▸ **Stated exercise 1**:
Please substitute "marquee" for "tent" in the listing below, starting at the line containing "find blue scrum" and ending at the last line of the listing. Return only those lines, with nothing else changed.

--- BEGIN Text extract ---

Ryan M. Vogel, CFP®
Reducing Concentrated Stock Positions
One silver lining to today’s highly volatile bear market – great planning opportunities.
If an individual stock accounts for 10% or more of your overall portfolio – or more -- you’re susceptible to concentration risk, no matter how great a company it is.
It can be hard to sell company stock that you (or your family) have owned for years, but that loyalty can potentially come back to bite you.
Whenever new clients join us, one of the first things we discuss with them is “what matters” vs. “what we can control.” While it’s upsetting to see the stock market decline sharply, we know the market delivers high positive returns over the long-term. However, those returns are random; we can’t control exactly when the market goes up or down and by how much. A better idea is to focus on what we can control.
Take concentrated stock positions, for example. With so much volatility in the market, and asset values declining, now can be a good time to reduce a concentrated stock position that you may have built up over the years from either company stock you’ve received from your employer – or inherited from family -- over the years.
Whenever you have a single stock making up a significant portion of your portfolio – say 10% or more – you’re exposing your portfolio to lots of “concentration risk” if that stock suddenly stops performing. I know it’s hard to think about selling company stock when you’ve been affiliated with that organization for many years. But by holding on to it forever, without reducing your position from time to time, you’re effectively taking on too much risk by not having a sufficiently diversified portfolio.

--- END Text extract ---
--- BEGIN Records for the exercise ---

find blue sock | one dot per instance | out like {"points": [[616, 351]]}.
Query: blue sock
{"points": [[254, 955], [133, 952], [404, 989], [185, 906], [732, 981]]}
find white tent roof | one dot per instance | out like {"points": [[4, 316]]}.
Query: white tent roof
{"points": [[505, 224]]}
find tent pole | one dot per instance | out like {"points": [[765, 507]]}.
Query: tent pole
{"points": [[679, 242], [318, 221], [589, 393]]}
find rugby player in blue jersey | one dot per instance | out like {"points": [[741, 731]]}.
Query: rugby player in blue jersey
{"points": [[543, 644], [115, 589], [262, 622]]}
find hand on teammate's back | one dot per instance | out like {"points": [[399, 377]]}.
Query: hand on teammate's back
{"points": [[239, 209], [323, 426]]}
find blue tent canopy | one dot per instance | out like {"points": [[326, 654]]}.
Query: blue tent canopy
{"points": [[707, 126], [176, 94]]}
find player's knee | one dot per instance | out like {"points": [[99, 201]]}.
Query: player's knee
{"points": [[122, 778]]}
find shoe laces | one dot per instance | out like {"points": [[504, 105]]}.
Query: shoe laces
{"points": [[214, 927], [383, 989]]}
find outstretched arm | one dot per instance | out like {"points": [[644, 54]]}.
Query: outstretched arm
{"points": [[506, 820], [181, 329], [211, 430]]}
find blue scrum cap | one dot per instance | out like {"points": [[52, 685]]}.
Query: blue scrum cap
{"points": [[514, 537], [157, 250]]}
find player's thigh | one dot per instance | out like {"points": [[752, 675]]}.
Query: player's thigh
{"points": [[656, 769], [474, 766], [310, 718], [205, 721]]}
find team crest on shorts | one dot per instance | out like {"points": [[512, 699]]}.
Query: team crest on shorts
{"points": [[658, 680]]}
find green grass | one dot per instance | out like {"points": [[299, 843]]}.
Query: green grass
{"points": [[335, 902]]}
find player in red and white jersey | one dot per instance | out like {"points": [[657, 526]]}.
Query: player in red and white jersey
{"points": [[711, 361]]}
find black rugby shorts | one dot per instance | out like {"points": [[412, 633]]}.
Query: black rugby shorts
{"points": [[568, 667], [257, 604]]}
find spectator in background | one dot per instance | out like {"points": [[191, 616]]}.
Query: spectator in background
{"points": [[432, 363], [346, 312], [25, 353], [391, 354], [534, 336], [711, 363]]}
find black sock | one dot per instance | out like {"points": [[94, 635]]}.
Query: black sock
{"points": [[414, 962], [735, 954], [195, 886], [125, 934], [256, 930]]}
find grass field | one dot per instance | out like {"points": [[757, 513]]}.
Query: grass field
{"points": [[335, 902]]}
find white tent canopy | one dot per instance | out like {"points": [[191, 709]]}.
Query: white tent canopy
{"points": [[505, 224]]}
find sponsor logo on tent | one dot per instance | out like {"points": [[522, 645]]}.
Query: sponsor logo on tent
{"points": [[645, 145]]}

--- END Records for the exercise ---

▸ **Stated exercise 2**:
Repeat word for word the passage of the article on concentrated stock positions above, starting at "Take concentrated stock" and ending at "sufficiently diversified portfolio.".

▸ **Problem solution 1**:
find blue scrum cap | one dot per instance | out like {"points": [[52, 685]]}.
Query: blue scrum cap
{"points": [[514, 537], [157, 250]]}
find player's thigh | one dot per instance | out like {"points": [[752, 675]]}.
Query: player's thigh
{"points": [[656, 769], [474, 766], [310, 718], [205, 721]]}
find team crest on shorts | one dot per instance | out like {"points": [[512, 699]]}.
Query: team crest on shorts
{"points": [[658, 680]]}
find green grass | one dot per instance | out like {"points": [[299, 843]]}.
Query: green grass
{"points": [[335, 902]]}
find player in red and white jersey | one dot per instance | out like {"points": [[657, 526]]}.
Query: player in red and white jersey
{"points": [[711, 361]]}
find black rugby shorts | one dot per instance | out like {"points": [[412, 633]]}.
Query: black rugby shorts
{"points": [[568, 667], [257, 604]]}
find spectator in background | one dot per instance | out like {"points": [[191, 616]]}.
Query: spectator in background
{"points": [[432, 363], [346, 312], [25, 353], [391, 354], [534, 336], [711, 363]]}
find black sock | one dot per instance | out like {"points": [[94, 635]]}.
Query: black sock
{"points": [[414, 962], [735, 954], [195, 886], [125, 934], [256, 930]]}
find grass field | one dot per instance | out like {"points": [[757, 513]]}.
Query: grass field
{"points": [[335, 902]]}
find white marquee canopy | one dot per instance | out like {"points": [[191, 709]]}.
Query: white marquee canopy
{"points": [[505, 224]]}
find sponsor logo on marquee | one dot per instance | out like {"points": [[522, 645]]}.
Query: sponsor logo on marquee
{"points": [[645, 145]]}

▸ **Problem solution 2**:
Take concentrated stock positions, for example. With so much volatility in the market, and asset values declining, now can be a good time to reduce a concentrated stock position that you may have built up over the years from either company stock you’ve received from your employer – or inherited from family -- over the years.
Whenever you have a single stock making up a significant portion of your portfolio – say 10% or more – you’re exposing your portfolio to lots of “concentration risk” if that stock suddenly stops performing. I know it’s hard to think about selling company stock when you’ve been affiliated with that organization for many years. But by holding on to it forever, without reducing your position from time to time, you’re effectively taking on too much risk by not having a sufficiently diversified portfolio.